▶ GIVEN INSTRUCTION:
Select each line in the records below that contains the word "dump" and copy it.

▶ DATA LISTING:
┌────────
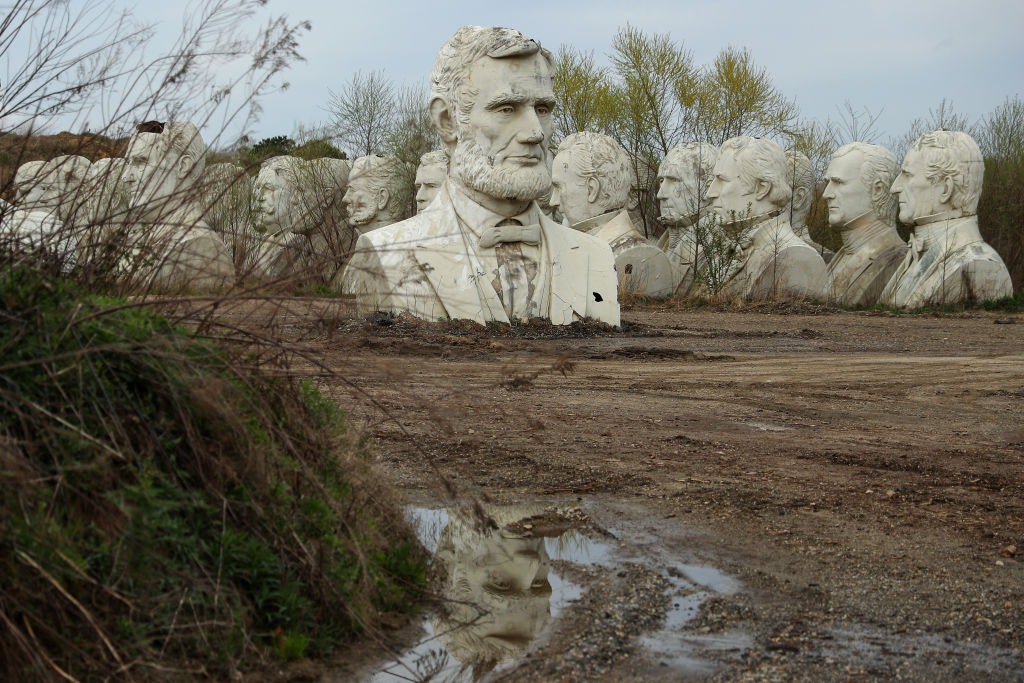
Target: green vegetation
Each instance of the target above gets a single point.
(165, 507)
└────────
┌────────
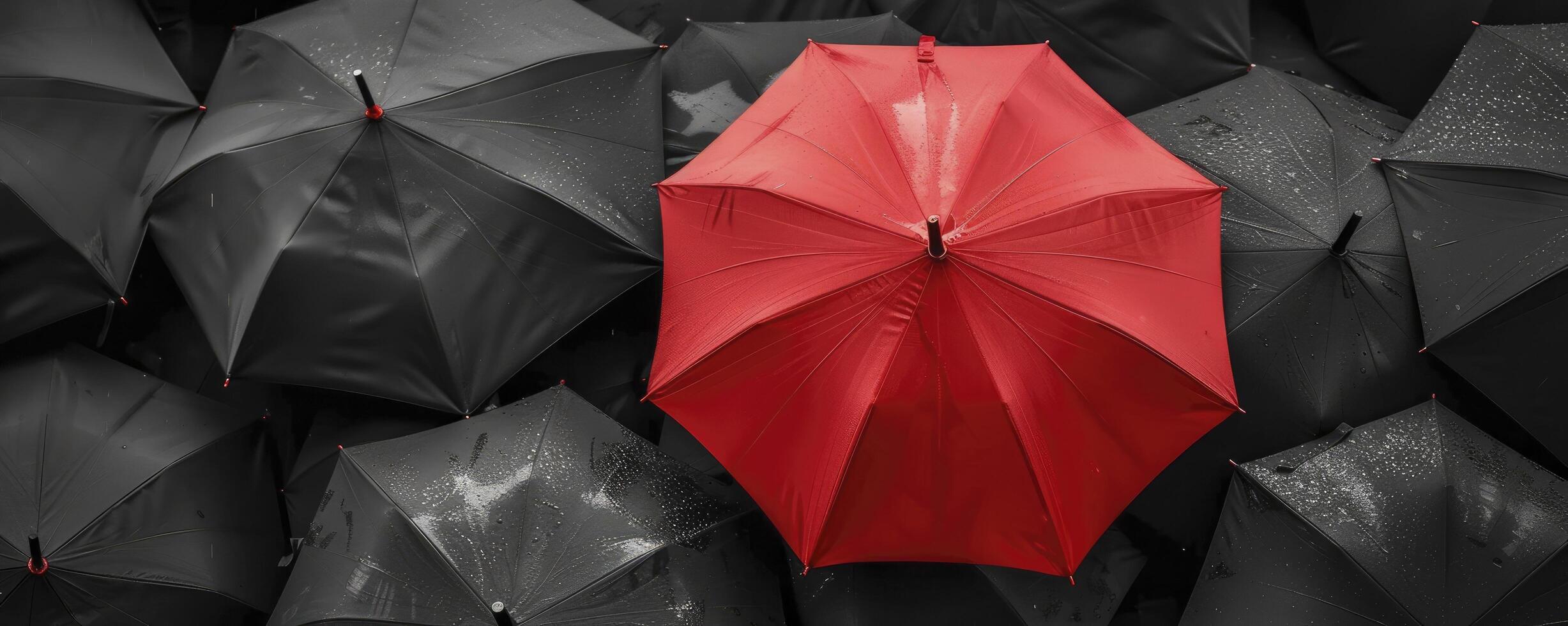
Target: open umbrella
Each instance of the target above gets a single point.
└────────
┌────────
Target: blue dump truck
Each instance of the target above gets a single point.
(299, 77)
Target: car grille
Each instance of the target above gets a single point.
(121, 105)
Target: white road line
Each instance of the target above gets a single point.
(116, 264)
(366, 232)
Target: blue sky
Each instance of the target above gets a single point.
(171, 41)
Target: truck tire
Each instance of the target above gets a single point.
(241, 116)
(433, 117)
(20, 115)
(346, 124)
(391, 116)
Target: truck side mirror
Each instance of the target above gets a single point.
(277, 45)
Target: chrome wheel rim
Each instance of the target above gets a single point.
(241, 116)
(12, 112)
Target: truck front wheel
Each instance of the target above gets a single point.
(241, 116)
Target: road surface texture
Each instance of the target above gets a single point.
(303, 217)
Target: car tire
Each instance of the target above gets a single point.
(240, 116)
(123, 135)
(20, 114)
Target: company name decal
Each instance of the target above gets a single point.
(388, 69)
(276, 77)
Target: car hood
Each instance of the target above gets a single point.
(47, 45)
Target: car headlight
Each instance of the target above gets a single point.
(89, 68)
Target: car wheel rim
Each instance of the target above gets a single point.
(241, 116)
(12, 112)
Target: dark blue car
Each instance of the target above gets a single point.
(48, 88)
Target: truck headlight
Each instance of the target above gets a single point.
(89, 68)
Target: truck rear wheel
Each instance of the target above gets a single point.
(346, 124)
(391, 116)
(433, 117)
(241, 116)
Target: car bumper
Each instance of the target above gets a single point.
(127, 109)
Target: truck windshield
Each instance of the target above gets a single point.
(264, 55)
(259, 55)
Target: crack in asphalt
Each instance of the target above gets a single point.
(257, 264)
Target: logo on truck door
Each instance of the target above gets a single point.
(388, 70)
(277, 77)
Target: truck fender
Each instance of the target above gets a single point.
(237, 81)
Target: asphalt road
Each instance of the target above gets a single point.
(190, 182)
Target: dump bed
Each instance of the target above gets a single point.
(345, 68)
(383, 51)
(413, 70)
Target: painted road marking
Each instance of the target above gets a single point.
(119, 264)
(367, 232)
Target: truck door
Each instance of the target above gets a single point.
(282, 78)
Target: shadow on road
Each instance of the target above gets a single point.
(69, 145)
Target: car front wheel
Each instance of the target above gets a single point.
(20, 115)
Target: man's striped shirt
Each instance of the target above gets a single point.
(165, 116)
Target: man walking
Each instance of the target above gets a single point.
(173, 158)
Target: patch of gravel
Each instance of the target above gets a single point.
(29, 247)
└────────
▶ OUTPUT FOR THIS EXERCISE:
Target: blue dump truck
Target: dump bed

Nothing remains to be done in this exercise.